>>>>
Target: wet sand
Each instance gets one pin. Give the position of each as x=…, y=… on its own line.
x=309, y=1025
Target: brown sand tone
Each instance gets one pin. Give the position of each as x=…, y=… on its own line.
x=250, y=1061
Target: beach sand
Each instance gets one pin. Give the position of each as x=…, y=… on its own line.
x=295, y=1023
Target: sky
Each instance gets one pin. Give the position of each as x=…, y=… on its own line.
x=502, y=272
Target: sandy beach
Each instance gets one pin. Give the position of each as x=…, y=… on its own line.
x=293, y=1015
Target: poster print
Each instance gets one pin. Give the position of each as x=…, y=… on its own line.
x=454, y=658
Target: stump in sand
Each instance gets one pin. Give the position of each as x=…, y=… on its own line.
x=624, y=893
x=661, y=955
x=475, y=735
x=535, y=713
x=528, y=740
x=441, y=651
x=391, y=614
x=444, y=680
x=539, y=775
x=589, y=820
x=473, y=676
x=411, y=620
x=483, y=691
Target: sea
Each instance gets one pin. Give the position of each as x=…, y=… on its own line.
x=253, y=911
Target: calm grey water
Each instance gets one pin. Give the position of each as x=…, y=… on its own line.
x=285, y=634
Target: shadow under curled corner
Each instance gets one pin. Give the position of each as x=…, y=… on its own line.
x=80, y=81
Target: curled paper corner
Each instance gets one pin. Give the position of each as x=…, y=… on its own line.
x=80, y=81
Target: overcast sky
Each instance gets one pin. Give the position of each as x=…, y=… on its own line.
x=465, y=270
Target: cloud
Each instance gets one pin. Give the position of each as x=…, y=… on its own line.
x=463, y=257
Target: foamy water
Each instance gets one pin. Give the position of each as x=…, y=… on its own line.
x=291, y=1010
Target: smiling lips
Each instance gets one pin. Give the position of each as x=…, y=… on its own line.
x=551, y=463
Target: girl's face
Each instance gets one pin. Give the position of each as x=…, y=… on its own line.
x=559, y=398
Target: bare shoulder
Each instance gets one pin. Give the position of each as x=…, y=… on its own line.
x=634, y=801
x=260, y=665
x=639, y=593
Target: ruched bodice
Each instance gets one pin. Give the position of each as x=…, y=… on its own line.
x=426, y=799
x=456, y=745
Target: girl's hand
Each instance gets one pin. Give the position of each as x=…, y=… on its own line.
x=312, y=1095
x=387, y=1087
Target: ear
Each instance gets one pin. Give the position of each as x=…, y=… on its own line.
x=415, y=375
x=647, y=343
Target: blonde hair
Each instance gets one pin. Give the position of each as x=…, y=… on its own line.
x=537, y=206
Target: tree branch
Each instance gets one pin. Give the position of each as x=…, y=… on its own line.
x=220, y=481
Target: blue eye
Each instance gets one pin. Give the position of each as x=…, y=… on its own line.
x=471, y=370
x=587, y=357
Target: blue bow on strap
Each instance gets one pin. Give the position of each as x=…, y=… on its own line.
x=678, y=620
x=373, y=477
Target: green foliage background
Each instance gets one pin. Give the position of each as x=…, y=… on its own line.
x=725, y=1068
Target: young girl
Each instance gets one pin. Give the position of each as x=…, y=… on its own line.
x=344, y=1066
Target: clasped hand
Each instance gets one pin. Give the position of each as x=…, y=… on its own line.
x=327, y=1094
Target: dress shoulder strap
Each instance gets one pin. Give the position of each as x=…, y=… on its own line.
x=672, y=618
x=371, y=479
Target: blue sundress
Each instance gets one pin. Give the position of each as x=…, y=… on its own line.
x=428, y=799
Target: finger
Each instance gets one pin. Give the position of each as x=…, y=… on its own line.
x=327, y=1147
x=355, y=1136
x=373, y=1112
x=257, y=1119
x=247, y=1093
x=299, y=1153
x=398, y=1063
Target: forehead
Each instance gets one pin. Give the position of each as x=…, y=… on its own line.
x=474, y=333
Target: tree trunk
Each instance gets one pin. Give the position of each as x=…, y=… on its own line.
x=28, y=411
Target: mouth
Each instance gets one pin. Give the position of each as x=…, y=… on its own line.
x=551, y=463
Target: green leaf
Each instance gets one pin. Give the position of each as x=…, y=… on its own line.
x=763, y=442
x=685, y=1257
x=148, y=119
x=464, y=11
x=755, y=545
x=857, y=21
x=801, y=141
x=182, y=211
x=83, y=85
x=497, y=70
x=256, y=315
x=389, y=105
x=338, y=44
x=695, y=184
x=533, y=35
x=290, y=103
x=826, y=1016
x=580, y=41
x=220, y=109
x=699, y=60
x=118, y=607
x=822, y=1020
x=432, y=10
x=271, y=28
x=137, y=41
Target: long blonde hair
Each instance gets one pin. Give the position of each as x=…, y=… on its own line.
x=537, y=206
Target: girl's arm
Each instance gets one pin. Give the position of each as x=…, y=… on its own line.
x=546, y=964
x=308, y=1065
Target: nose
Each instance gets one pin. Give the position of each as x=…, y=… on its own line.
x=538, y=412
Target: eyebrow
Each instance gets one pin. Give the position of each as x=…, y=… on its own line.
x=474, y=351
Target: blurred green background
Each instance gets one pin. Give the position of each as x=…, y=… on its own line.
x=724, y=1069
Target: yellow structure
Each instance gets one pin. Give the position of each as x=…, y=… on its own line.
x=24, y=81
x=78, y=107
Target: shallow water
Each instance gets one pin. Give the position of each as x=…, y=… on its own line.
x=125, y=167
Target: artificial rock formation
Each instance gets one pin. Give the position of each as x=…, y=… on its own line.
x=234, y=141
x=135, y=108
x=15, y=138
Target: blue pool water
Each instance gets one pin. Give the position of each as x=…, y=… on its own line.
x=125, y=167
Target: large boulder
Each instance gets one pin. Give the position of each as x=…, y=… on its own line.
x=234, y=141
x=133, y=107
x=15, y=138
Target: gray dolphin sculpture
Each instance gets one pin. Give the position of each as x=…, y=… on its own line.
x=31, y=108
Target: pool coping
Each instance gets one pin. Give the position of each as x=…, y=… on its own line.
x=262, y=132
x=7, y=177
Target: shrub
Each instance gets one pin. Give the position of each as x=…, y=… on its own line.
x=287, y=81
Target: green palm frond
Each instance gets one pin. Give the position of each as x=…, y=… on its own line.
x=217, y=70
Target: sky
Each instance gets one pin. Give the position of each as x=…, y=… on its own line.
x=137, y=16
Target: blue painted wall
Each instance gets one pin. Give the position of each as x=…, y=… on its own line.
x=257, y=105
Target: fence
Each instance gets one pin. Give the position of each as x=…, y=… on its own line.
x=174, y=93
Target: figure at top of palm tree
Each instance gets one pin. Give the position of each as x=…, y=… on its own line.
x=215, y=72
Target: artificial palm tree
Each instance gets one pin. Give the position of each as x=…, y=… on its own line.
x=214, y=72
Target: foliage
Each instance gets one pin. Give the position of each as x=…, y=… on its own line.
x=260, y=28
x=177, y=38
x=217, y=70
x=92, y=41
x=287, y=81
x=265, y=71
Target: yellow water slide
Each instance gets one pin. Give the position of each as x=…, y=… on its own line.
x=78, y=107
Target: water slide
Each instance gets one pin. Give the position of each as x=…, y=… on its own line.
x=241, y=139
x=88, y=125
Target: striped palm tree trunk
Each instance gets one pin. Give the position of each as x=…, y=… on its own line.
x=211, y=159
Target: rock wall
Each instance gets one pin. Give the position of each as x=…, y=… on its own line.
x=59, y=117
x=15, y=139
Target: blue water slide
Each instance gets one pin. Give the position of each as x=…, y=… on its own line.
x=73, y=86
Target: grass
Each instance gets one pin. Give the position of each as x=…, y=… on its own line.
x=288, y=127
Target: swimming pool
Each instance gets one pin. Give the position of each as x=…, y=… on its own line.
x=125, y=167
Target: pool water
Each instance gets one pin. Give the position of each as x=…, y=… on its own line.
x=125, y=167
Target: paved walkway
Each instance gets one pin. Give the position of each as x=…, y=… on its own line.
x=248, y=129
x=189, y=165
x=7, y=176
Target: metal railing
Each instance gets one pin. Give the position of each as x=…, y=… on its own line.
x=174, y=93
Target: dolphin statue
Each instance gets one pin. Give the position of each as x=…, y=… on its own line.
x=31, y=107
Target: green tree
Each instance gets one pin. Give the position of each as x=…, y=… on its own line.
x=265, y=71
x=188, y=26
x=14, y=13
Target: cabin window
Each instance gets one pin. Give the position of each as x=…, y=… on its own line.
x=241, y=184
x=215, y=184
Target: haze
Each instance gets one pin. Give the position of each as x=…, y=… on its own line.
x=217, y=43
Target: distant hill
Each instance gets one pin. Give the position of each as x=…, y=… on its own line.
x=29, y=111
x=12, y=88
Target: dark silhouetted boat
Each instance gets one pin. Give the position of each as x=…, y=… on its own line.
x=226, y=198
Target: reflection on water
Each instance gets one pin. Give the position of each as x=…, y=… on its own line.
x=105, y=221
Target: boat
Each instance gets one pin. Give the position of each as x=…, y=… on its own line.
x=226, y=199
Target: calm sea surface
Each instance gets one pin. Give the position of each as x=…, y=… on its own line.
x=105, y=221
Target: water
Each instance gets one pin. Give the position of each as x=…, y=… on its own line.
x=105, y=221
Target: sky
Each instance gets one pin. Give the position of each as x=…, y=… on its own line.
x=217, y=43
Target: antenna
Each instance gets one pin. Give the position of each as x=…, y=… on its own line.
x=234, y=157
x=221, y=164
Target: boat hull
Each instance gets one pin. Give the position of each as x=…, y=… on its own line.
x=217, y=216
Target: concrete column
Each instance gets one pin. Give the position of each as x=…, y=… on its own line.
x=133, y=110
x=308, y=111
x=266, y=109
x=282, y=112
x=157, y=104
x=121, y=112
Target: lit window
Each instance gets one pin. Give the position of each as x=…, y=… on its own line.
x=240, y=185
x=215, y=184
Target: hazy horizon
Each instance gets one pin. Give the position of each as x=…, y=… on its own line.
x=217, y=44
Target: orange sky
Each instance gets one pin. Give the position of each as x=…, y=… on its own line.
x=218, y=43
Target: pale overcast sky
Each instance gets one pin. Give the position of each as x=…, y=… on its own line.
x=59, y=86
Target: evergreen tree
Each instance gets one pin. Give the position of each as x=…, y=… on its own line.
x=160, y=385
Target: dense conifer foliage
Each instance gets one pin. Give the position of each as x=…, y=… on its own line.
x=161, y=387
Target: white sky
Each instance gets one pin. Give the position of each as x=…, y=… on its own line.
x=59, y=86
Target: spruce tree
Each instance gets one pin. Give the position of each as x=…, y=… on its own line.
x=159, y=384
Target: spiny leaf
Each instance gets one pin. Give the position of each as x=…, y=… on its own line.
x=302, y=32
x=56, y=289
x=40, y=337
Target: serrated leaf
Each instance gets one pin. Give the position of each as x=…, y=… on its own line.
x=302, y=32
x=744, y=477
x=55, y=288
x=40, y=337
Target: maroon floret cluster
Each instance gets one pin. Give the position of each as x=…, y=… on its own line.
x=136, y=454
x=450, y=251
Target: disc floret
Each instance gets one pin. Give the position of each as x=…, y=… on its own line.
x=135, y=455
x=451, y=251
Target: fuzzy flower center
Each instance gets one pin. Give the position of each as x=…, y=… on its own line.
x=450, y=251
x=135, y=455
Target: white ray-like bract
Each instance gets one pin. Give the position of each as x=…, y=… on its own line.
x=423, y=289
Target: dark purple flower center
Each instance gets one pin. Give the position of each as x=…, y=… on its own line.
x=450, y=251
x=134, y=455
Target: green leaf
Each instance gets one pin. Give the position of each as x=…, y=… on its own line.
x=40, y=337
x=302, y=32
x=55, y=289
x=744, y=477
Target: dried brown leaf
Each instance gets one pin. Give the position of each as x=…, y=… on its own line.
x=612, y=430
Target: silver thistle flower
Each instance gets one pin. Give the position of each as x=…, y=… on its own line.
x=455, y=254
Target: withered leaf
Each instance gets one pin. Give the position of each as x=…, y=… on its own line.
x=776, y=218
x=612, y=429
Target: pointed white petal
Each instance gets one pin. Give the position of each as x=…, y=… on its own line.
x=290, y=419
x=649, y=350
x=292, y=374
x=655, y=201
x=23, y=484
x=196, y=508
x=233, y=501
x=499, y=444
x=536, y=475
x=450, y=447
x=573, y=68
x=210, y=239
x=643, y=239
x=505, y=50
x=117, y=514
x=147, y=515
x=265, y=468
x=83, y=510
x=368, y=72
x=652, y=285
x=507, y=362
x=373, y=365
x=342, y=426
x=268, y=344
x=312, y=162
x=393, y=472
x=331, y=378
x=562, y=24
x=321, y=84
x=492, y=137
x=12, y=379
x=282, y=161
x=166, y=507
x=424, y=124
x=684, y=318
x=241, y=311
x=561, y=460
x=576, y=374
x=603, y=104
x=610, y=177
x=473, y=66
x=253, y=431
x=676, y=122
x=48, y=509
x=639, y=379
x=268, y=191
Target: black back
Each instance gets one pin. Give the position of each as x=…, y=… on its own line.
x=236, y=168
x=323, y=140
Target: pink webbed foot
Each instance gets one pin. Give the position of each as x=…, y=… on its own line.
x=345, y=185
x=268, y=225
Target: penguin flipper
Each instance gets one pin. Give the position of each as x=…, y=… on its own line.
<<<<
## EXERCISE PROMPT
Can you repeat the material word for word, from the line containing "Target: shadow under curled corner" through the line containing "x=647, y=343", including both of those lines?

## RESULT OF THIS EXERCISE
Target: shadow under curled corner
Each instance gets one pin. Give the position of each as x=…, y=… on its own line.
x=80, y=81
Target: curled paper corner
Each instance gets one pin. Give the position of each as x=…, y=… on its own line.
x=80, y=81
Target: overcast sky
Each instance gets one pin. Give the position of each as x=…, y=… on its own line.
x=465, y=270
Target: cloud
Each instance gets one pin. Give the position of each as x=…, y=… on its own line.
x=463, y=257
Target: foamy water
Each instance gets one pin. Give the position of each as x=…, y=… on its own line.
x=291, y=1010
Target: smiling lips
Each instance gets one pin. Give the position of each as x=…, y=… on its own line.
x=551, y=463
Target: girl's face
Each instance gets one pin. Give the position of each as x=…, y=… on its own line.
x=559, y=398
Target: bare shoulder
Each instance gets one pin. Give the position of each as x=…, y=… on its own line.
x=634, y=801
x=260, y=665
x=639, y=593
Target: ruched bodice
Each instance gets one pin. Give the position of each as x=…, y=… on its own line.
x=426, y=799
x=456, y=745
Target: girl's hand
Each instance gets one pin. Give the position of each as x=…, y=… on its own line.
x=312, y=1095
x=387, y=1087
Target: ear
Each instance gets one pin. Give the position of each as x=…, y=… on its own line.
x=415, y=375
x=647, y=343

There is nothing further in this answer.